··· Listing ···

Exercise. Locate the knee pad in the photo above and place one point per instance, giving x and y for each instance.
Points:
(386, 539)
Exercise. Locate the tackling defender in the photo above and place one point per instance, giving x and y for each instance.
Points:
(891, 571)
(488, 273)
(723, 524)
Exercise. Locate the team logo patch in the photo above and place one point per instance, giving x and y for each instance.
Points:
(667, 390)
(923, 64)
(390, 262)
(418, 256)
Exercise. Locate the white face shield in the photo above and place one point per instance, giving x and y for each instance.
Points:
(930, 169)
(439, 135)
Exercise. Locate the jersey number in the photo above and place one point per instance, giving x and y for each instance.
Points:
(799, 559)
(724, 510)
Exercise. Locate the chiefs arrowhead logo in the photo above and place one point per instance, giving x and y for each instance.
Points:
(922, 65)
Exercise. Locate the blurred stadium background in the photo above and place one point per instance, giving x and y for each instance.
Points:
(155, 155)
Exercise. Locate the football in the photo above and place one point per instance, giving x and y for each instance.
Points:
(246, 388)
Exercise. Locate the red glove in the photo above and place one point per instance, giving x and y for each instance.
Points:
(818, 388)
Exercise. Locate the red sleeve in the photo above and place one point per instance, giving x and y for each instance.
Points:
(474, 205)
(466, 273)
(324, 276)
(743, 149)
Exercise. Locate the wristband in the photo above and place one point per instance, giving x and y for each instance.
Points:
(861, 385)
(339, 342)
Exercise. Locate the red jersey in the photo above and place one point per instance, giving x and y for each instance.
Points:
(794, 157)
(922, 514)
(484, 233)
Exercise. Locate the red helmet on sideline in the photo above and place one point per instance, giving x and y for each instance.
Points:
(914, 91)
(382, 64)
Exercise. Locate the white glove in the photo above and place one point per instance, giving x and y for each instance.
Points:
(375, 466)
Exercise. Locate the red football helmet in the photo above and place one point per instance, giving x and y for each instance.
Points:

···

:: Stated task ::
Can you reproduce all of the records above word for word?

:: Result for this task ::
Exercise. Locate the knee pad in the photo above and place one point per instance, giving x and y for each instance.
Points:
(386, 539)
Exercise. Locate the tackling defender in the photo above and place one point per instance, giving x and y for each instance.
Points:
(891, 571)
(488, 273)
(723, 524)
Exercise. Locate the team logo patch in the photo above and place one point per instance, giving x and y for each instance.
Points:
(667, 390)
(923, 64)
(390, 262)
(418, 256)
Exercise. Locate the white face shield in the photo above and place one point per instance, giving x and y for each instance.
Points:
(930, 169)
(439, 135)
Exercise. Locate the jersey number in the photo above and place one point per instance, giving x and y for each instance.
Points:
(799, 559)
(724, 510)
Exercise. Locate the chiefs arrowhead logo in the photo above and place one point per instance, giving x and y for each instance.
Points:
(922, 65)
Exercise. Locate the blurred stadium background in the photo above and place one point per instance, giving x and y for each instance.
Points:
(155, 155)
Exercise. Locate the football in the photo above and place one point per instance, giving x and y for each instance.
Points:
(246, 388)
Exercise. Locate the red glove in the photo above and place one point per instance, giving x and y for each instance.
Points:
(818, 388)
Exercise. Locate the red sleeve in the photo above and place one point per instance, giving x and y for each instance.
Points:
(474, 205)
(466, 273)
(324, 276)
(743, 149)
Exercise. Locate the wristband in the photo above and place one point per instance, giving x and y for each instance.
Points:
(861, 385)
(339, 342)
Exercise. Locate the red jersey in the photo above and place one point per instance, giving x and y for each instance.
Points:
(794, 157)
(922, 514)
(484, 233)
Exercise. Locate the red helmet on sideline in the photo above and place one point per instance, giving x and y for each instance.
Points:
(914, 91)
(382, 64)
Exercise. Locate the white glove in the photo above and place one point per instance, giving x and y for each instance.
Points:
(375, 466)
Exercise. Locate the red football helmet in the photo above and place one point per instance, giving x and y for each instance.
Points:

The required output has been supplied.